Exercise task: Please set out each line of the data below as a numbered list, skipping any blank lines and omitting the pictures.

──────── Supplied entries

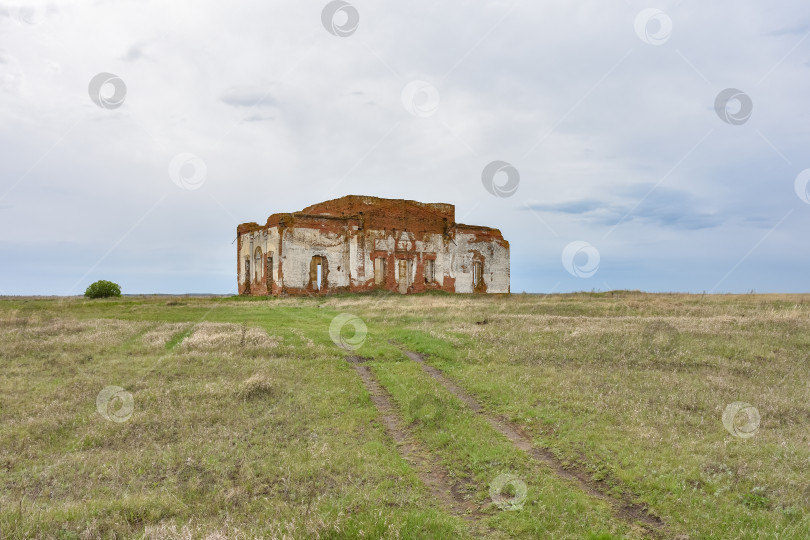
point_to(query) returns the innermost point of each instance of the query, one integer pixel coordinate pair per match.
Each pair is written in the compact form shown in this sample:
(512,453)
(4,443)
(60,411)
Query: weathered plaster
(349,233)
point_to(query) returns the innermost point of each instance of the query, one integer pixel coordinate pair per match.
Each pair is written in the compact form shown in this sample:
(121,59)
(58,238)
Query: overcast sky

────────────────

The result:
1. point_to(query) returns the innermost point of each instance of the query, one integer pixel coordinate pair per match.
2. Each pair is written in the compact form shown in this sample:
3. (512,453)
4. (4,443)
5. (60,411)
6. Query: weathered plaster
7. (349,233)
8. point_to(query) returns the innermost point of each instance of the query, one integer pixel coordinate pair per match.
9. Each pair is written in the compact form shown in this sample:
10. (121,59)
11. (58,238)
12. Query: overcast sky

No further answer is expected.